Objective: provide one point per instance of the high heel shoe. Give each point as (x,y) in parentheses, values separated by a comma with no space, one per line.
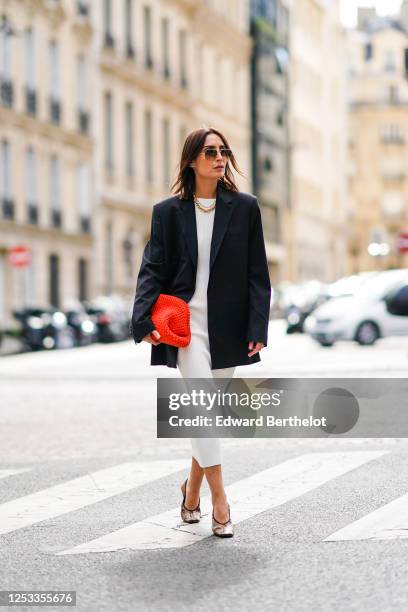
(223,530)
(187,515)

....

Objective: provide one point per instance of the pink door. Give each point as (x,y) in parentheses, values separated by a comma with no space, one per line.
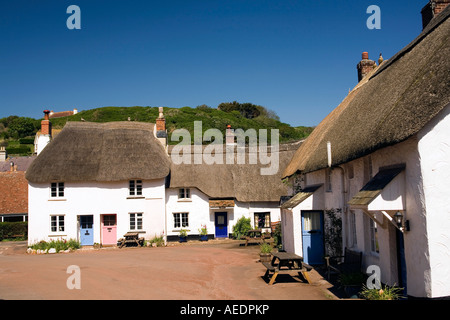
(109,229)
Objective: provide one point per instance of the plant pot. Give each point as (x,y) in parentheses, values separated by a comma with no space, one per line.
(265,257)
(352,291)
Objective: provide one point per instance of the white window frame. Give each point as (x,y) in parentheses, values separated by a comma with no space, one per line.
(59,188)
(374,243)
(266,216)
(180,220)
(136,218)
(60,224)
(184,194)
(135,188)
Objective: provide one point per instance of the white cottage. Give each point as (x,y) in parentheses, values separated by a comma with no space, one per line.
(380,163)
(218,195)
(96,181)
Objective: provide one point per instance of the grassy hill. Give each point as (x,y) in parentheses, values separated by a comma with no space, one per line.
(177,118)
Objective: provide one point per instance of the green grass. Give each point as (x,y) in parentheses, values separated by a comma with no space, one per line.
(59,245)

....

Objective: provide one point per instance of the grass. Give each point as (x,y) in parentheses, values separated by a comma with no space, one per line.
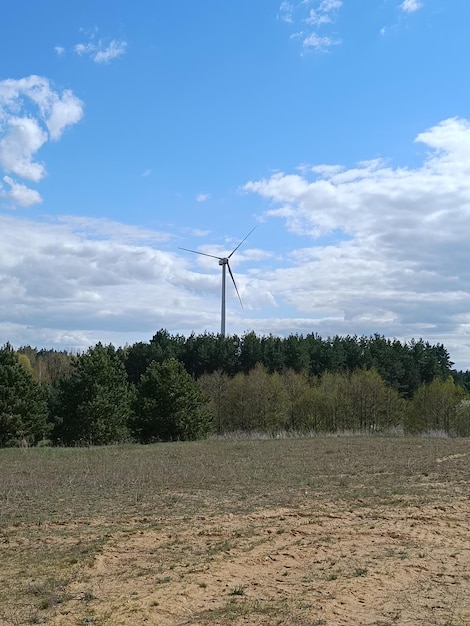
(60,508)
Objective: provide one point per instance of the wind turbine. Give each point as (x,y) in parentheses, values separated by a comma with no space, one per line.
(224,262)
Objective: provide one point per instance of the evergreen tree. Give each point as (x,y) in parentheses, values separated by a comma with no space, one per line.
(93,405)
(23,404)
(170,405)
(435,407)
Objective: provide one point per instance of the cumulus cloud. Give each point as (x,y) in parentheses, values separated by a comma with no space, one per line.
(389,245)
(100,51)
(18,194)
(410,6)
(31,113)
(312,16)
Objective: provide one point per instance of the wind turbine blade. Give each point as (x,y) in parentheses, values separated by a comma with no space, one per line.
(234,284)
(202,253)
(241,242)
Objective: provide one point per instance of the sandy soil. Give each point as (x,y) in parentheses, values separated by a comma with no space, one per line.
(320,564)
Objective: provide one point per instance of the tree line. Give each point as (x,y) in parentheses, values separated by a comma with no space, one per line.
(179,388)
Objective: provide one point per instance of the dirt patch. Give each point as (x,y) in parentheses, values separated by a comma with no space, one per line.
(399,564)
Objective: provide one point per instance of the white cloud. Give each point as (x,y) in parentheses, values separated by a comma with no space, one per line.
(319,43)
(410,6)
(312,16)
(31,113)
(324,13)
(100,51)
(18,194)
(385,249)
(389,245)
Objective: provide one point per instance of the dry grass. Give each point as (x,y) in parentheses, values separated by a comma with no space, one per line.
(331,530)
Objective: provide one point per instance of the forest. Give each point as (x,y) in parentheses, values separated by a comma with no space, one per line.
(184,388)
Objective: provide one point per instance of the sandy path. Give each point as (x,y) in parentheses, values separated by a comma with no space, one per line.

....

- _Problem to solve_: Pull out every line of the listing above that contains the word "tree" and copy each one in full.

- _Finished task_:
Objective: provide one point per instance of the evergreen tree. Give each point as (x,y) in parentheses, values separated by a comma with no space, one per line.
Objective: provide one point per instance of the tree line. Give each point as (x,y) in parentheses, values separated by a comma with no space, one per line.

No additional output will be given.